-------- Data supplied --------
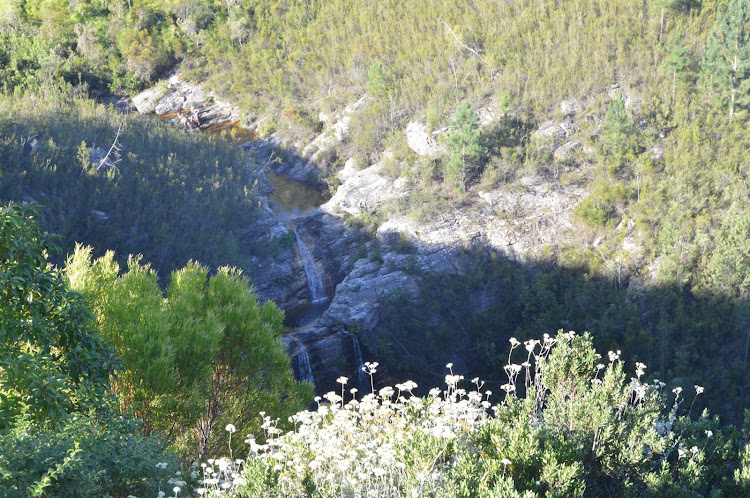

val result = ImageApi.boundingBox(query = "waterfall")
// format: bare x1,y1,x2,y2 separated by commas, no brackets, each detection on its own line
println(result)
294,229,328,303
341,329,370,396
281,337,315,385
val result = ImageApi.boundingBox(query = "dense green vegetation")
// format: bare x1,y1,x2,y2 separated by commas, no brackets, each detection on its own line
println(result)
5,0,750,496
0,205,172,496
232,332,750,498
0,87,268,278
65,246,312,458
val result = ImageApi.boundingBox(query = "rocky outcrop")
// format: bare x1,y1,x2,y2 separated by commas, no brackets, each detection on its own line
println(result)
132,74,239,130
321,161,409,216
404,121,444,159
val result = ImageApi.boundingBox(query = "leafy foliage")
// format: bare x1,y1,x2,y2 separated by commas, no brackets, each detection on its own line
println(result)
445,103,485,190
0,91,268,278
66,246,312,456
0,204,118,429
0,407,176,497
229,332,747,497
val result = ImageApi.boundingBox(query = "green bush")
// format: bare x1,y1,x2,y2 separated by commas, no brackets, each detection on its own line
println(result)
0,407,176,497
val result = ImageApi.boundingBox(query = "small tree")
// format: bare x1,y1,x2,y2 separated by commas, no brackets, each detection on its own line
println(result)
701,0,750,125
602,94,635,172
66,246,312,457
445,103,485,191
662,32,690,104
367,62,388,98
0,204,117,430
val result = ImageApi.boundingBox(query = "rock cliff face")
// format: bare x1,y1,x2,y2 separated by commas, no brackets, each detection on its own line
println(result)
133,78,584,394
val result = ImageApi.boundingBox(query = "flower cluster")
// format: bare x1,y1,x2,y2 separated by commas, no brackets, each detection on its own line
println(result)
239,364,490,496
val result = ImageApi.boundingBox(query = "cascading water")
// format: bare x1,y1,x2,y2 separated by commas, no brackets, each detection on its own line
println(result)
294,229,328,303
342,330,370,395
281,337,315,385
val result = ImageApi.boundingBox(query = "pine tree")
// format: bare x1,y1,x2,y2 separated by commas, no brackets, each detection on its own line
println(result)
602,94,635,171
663,32,690,103
367,62,388,98
445,103,485,190
701,0,750,125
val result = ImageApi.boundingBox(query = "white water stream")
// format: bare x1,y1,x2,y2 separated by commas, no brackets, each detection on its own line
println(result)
281,337,315,385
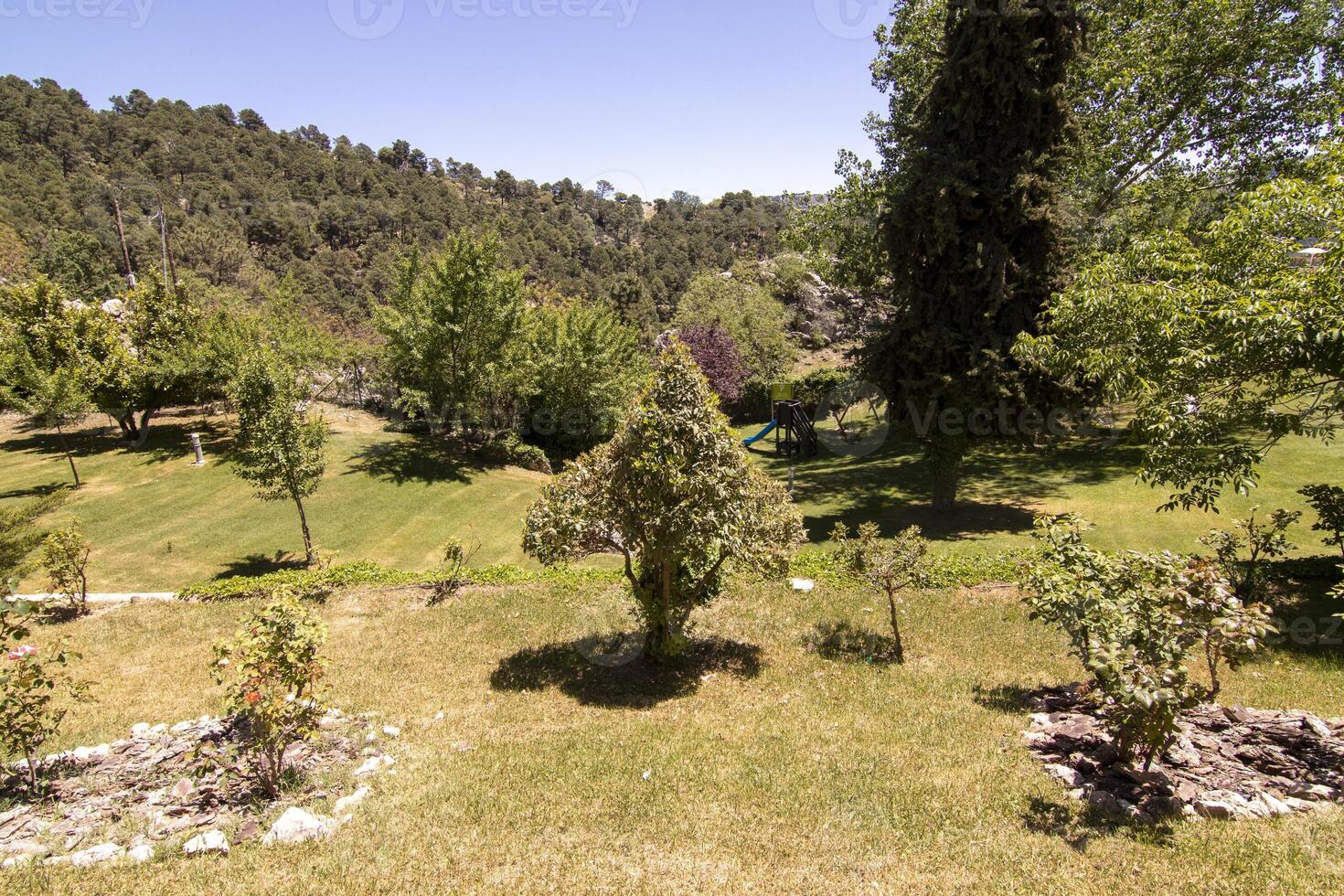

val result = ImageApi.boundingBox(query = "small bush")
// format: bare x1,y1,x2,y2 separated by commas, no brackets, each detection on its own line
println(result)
42,524,92,618
1299,485,1344,553
211,595,326,796
0,602,85,793
1200,507,1302,601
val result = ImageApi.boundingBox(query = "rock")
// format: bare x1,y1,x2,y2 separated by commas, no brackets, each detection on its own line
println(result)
65,844,126,868
327,787,369,816
181,829,229,856
261,806,337,847
1046,765,1083,787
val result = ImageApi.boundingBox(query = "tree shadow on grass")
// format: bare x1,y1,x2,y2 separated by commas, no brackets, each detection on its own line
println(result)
491,638,762,709
803,622,896,665
214,550,308,581
1021,796,1176,853
347,438,485,485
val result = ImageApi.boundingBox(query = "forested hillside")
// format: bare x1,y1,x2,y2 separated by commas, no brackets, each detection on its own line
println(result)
0,75,784,332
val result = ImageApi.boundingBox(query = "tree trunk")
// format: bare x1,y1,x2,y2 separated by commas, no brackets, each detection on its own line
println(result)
924,435,970,510
57,423,83,489
887,592,906,662
294,495,314,566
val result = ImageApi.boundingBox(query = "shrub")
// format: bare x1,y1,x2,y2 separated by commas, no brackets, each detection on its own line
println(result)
0,602,85,791
1026,517,1273,768
1299,485,1344,553
523,338,805,662
429,539,481,607
1200,507,1302,601
830,523,929,662
42,524,92,618
212,595,326,796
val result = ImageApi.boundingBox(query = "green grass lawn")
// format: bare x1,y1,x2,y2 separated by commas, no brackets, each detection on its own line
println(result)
10,584,1344,893
0,411,544,591
0,411,1344,591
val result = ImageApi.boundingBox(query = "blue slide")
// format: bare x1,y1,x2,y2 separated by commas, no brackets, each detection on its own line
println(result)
741,421,780,447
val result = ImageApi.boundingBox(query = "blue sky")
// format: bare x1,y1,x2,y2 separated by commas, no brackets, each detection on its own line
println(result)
0,0,889,198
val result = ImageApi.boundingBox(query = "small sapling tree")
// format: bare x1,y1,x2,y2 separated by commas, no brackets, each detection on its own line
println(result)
830,523,929,662
523,338,805,662
0,601,85,793
1299,485,1344,553
42,523,92,618
212,593,326,796
229,358,329,566
1200,507,1302,601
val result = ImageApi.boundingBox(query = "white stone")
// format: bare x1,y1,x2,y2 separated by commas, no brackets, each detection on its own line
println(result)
69,844,126,868
1046,765,1083,787
336,787,369,816
261,806,337,847
181,829,229,856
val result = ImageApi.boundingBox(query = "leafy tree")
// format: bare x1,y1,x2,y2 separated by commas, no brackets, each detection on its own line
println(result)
861,0,1079,509
229,357,329,564
677,324,746,404
1018,146,1344,507
523,340,804,662
524,303,645,453
1299,485,1344,561
673,264,798,383
211,595,326,796
830,523,929,662
374,232,524,423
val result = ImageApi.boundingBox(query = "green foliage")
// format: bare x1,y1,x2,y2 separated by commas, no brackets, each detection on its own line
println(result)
1299,485,1344,561
1024,517,1273,768
0,602,85,794
860,0,1081,509
673,270,798,384
523,338,804,661
374,232,524,427
1200,507,1302,601
211,596,326,796
1018,146,1344,507
229,356,329,563
42,523,92,618
830,523,929,662
0,489,69,598
523,303,646,453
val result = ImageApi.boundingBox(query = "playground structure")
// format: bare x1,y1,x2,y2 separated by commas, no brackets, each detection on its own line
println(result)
741,384,818,458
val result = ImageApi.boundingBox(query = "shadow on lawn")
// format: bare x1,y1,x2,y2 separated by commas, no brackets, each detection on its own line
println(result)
491,638,762,709
803,622,896,665
347,438,485,485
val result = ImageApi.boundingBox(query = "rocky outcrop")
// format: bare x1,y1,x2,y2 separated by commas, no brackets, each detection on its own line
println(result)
1023,689,1344,821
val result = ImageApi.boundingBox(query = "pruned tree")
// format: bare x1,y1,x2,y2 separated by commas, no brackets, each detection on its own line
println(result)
229,357,329,566
523,338,805,662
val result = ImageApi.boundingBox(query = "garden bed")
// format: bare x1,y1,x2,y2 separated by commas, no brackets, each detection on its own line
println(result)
1024,687,1344,822
0,709,397,867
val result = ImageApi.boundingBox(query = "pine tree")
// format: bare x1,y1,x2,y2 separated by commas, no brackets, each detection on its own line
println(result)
860,0,1081,509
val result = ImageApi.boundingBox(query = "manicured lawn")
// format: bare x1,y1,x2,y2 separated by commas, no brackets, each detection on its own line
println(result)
10,584,1344,893
0,411,544,591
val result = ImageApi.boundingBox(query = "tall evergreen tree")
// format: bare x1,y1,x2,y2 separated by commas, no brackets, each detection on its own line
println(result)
860,0,1081,509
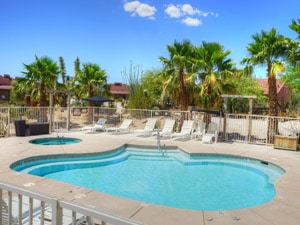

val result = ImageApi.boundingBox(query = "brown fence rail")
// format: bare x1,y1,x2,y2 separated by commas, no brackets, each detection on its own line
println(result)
0,107,300,147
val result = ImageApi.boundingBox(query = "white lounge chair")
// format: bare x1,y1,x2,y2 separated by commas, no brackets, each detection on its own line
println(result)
106,119,132,133
153,119,175,137
81,118,107,132
134,118,156,136
192,121,206,139
171,120,194,139
202,122,219,144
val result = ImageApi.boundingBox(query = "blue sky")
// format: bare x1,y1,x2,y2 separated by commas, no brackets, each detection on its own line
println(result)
0,0,300,82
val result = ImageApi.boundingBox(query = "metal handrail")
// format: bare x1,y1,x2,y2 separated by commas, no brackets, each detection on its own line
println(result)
0,182,143,225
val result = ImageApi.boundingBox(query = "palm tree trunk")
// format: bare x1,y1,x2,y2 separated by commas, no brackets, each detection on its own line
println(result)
179,69,188,110
267,65,278,144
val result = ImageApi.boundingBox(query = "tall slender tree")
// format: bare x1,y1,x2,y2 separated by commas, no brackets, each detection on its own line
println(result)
159,40,194,110
242,28,290,143
195,42,234,109
75,63,107,106
19,56,59,106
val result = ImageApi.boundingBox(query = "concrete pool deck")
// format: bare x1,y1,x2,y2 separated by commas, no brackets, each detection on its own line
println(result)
0,132,300,225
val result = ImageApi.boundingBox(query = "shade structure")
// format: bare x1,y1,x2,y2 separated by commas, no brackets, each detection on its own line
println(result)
82,96,114,105
82,96,114,102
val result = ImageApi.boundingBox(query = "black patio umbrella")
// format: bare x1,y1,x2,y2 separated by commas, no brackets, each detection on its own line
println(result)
82,96,114,103
82,96,114,106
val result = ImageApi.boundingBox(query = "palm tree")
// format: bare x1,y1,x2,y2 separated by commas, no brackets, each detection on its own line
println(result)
195,42,234,109
242,28,289,143
18,56,59,106
75,63,109,106
159,40,194,110
287,19,300,68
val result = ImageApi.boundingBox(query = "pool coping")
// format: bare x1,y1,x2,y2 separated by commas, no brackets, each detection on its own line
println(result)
0,132,300,225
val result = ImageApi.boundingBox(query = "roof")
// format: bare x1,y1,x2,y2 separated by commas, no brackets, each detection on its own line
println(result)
0,74,12,86
0,74,12,90
110,82,129,95
257,79,284,95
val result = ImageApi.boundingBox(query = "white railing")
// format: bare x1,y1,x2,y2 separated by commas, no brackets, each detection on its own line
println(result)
0,183,143,225
0,107,300,144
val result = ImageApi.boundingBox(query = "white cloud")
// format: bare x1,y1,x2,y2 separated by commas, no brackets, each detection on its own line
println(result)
165,4,181,18
181,4,200,15
123,1,156,19
181,17,202,27
165,4,218,27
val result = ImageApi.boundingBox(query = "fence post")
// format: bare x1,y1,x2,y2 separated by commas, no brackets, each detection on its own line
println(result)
51,199,63,225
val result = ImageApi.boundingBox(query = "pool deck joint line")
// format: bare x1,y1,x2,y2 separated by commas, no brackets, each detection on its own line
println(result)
0,132,300,225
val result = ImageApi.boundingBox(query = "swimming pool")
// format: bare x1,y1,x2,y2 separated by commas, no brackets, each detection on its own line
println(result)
11,146,284,210
29,137,81,145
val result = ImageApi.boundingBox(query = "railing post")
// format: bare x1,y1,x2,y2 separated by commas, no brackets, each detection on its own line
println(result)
51,199,63,225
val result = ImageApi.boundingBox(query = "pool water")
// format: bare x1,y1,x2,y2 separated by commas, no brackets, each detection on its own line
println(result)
12,147,284,210
29,137,81,145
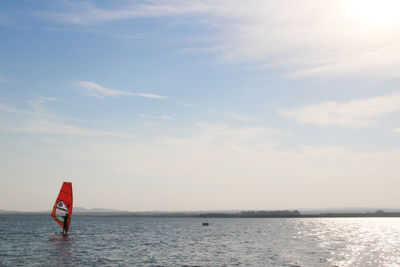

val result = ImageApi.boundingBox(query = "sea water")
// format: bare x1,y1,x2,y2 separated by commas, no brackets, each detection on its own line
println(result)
0,215,400,266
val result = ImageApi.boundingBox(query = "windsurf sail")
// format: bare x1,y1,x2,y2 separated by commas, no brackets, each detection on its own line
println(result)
51,182,72,231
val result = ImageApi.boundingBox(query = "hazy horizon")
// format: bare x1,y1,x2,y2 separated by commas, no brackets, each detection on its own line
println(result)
0,0,400,211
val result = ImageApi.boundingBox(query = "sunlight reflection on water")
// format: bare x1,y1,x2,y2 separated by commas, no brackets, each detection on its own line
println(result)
0,216,400,266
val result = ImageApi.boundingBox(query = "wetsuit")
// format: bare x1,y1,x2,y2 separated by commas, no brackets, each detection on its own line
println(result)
63,213,69,234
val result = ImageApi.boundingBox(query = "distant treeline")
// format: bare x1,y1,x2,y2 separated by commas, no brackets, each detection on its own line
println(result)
0,210,400,218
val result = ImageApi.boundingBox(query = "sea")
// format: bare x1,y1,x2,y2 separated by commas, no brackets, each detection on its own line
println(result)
0,215,400,267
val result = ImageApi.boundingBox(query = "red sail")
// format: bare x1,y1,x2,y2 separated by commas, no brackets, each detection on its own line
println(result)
51,182,72,231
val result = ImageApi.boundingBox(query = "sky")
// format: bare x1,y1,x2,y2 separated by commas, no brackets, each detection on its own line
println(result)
0,0,400,211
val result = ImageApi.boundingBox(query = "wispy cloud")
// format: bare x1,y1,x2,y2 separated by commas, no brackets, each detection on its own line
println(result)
178,103,200,108
0,76,10,83
28,96,58,108
0,104,22,114
279,93,400,127
75,81,167,99
38,0,400,77
0,118,135,139
225,111,258,122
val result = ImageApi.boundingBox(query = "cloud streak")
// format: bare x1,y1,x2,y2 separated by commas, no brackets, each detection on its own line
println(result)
75,81,167,99
279,93,400,128
37,0,400,77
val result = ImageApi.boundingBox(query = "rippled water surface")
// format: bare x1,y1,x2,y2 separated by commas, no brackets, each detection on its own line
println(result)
0,216,400,266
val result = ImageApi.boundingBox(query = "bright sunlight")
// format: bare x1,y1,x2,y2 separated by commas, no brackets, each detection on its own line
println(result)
346,0,400,28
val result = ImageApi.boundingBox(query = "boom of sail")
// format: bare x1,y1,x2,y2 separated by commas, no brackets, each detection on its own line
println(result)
51,182,72,231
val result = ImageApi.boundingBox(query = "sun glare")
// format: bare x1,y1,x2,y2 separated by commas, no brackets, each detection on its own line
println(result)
346,0,400,28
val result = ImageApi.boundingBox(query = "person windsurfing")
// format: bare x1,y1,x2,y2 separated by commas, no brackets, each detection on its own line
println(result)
63,213,69,235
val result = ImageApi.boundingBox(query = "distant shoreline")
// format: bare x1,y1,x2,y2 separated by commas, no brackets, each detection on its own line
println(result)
0,211,400,218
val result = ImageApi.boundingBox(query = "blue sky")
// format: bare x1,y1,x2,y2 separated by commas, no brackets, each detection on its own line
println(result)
0,0,400,213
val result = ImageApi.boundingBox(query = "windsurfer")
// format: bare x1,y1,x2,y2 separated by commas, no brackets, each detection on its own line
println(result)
63,213,69,234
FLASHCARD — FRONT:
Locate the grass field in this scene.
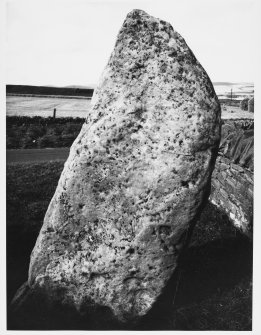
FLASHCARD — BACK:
[6,96,91,118]
[7,161,252,330]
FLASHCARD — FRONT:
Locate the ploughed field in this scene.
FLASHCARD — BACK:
[6,95,91,118]
[7,117,252,330]
[6,82,254,119]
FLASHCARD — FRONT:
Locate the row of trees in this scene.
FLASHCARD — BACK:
[6,117,84,149]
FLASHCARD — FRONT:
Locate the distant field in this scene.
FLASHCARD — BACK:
[6,148,69,164]
[6,82,254,119]
[6,96,91,117]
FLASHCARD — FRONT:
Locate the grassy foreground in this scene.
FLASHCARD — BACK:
[7,161,252,330]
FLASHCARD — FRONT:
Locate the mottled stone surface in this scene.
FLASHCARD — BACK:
[248,97,254,113]
[22,10,220,321]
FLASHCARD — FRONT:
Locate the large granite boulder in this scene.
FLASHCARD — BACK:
[11,10,220,321]
[248,97,254,113]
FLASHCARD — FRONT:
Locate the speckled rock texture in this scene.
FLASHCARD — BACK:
[248,97,254,113]
[20,10,220,321]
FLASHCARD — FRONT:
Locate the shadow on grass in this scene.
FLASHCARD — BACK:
[135,236,252,330]
[8,227,252,330]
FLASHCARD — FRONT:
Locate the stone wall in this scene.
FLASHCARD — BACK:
[210,120,254,237]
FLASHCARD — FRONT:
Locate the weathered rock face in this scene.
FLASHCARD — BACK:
[24,10,220,321]
[248,97,254,113]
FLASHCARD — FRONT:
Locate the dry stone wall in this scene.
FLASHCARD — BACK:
[210,120,254,237]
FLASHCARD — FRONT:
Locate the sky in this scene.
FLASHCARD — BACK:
[6,0,255,86]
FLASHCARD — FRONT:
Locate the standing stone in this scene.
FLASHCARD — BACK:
[248,97,254,113]
[240,98,249,111]
[15,10,220,321]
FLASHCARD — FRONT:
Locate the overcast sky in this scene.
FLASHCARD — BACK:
[6,0,258,86]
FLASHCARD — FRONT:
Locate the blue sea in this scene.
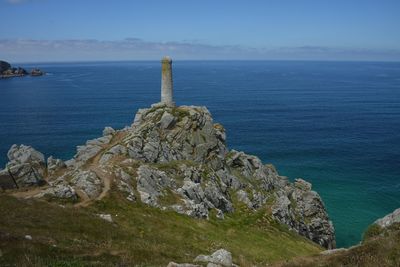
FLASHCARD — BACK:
[0,61,400,246]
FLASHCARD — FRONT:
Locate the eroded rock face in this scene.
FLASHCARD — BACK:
[375,208,400,228]
[125,106,227,167]
[194,249,233,267]
[2,104,335,249]
[2,145,46,187]
[272,179,336,249]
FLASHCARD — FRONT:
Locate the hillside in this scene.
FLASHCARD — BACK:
[0,104,334,266]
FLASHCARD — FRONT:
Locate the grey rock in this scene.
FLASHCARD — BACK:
[320,248,348,255]
[167,261,201,267]
[137,165,172,207]
[71,170,103,199]
[103,126,115,136]
[159,111,175,129]
[375,208,400,228]
[272,182,336,249]
[97,214,113,223]
[7,144,45,165]
[36,184,78,201]
[3,144,46,187]
[47,156,66,174]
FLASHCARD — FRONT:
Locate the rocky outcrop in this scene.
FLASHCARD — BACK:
[1,104,335,249]
[0,145,46,187]
[194,249,233,267]
[167,249,237,267]
[375,208,400,228]
[0,60,11,74]
[272,179,336,249]
[0,60,45,78]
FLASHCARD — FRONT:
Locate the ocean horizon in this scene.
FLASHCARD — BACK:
[0,60,400,247]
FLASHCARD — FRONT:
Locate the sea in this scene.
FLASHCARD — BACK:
[0,61,400,247]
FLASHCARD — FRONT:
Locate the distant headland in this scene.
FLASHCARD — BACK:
[0,60,45,79]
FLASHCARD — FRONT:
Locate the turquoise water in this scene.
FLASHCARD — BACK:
[0,61,400,246]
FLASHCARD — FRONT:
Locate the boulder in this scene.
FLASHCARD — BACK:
[0,60,11,74]
[194,249,233,267]
[70,170,103,199]
[103,126,115,136]
[47,156,66,175]
[375,208,400,228]
[5,144,46,187]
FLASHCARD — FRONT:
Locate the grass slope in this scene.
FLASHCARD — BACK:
[276,223,400,267]
[0,186,321,266]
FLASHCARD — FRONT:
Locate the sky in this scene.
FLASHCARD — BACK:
[0,0,400,62]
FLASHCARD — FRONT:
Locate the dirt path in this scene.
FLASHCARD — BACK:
[10,132,126,207]
[74,133,125,207]
[11,186,49,198]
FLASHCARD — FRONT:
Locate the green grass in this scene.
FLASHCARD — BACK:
[275,223,400,267]
[0,189,322,266]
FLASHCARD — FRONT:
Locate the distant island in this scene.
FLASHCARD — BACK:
[0,60,45,78]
--------
## Short exercise
Report how many of the lines above contain the string "wall", and give only the number.

## Task response
2